== RECORDS FOR PROCESSING

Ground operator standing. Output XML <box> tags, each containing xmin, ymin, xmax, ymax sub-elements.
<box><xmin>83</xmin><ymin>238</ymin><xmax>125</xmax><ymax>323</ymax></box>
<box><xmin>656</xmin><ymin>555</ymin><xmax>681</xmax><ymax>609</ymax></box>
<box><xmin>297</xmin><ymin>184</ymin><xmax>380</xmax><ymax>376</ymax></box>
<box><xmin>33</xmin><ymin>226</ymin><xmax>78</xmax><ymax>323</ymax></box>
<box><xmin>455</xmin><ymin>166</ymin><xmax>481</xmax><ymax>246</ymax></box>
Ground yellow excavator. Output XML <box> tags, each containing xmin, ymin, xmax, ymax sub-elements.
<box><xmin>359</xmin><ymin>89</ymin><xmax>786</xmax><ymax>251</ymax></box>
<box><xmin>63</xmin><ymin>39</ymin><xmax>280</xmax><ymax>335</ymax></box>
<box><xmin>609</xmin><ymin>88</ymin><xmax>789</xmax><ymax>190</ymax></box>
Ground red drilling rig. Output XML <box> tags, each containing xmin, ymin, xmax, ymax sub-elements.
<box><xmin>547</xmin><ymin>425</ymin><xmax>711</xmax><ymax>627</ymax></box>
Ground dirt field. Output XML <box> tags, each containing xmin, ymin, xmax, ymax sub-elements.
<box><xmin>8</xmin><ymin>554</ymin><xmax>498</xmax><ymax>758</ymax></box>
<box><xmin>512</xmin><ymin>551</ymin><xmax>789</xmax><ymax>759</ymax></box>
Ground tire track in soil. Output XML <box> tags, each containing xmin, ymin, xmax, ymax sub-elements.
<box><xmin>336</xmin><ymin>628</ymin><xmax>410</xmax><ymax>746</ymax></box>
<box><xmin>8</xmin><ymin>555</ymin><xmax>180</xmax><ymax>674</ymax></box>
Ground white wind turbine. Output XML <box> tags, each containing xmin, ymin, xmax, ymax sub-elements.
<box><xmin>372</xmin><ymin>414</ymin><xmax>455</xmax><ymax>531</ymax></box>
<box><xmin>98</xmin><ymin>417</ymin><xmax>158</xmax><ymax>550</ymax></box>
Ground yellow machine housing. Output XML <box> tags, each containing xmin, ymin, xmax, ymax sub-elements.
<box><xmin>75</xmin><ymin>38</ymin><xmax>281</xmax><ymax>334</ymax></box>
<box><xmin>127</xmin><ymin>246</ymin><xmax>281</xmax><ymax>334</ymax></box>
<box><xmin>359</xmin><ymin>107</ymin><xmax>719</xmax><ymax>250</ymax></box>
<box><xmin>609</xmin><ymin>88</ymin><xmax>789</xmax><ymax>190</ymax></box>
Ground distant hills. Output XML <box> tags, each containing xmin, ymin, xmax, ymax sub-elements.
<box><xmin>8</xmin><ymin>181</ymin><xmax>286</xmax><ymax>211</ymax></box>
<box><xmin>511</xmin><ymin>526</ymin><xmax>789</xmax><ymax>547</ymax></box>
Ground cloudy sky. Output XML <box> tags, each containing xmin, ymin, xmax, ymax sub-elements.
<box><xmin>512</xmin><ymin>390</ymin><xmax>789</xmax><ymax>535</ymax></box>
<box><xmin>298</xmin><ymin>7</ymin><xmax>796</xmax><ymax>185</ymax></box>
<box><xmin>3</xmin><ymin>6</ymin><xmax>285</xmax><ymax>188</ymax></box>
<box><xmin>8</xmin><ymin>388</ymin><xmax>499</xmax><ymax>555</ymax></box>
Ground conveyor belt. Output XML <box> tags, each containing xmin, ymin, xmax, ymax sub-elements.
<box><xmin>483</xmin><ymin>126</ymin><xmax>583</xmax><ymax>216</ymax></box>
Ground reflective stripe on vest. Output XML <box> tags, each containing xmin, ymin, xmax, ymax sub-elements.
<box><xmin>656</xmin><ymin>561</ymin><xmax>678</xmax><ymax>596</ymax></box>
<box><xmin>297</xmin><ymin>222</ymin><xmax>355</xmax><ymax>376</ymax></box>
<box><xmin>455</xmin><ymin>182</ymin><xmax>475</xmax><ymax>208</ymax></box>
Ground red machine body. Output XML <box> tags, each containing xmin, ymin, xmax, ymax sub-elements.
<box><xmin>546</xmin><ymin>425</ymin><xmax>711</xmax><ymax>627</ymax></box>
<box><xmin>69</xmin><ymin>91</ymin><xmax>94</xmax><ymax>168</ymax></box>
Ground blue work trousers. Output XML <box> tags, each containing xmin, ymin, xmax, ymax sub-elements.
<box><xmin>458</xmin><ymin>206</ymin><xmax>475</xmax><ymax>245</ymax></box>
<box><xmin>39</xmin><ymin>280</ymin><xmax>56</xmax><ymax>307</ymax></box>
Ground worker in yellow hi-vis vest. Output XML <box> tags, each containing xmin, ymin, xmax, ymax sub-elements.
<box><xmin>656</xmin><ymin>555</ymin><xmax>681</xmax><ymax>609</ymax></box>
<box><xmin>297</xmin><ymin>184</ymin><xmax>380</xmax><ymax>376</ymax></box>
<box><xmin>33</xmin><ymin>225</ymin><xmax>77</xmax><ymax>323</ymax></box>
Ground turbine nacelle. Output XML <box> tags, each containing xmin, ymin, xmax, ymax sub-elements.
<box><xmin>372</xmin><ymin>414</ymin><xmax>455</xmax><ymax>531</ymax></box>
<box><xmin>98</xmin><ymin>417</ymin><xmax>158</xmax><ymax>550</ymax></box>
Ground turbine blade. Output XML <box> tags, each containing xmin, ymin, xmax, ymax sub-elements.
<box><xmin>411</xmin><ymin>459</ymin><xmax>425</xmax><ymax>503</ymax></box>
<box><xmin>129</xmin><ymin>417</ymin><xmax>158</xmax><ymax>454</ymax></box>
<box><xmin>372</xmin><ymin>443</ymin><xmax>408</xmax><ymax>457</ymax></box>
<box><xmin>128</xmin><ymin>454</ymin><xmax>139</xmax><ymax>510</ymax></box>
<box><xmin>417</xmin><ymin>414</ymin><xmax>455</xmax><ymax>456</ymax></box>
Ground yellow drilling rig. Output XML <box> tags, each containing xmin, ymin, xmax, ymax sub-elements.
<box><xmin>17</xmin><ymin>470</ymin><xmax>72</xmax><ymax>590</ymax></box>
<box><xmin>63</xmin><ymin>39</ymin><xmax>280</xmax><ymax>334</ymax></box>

====

DO THIS =>
Please count the lines of the material above that contain the string "turbine", and give only the number.

WORKED ANSWER =>
3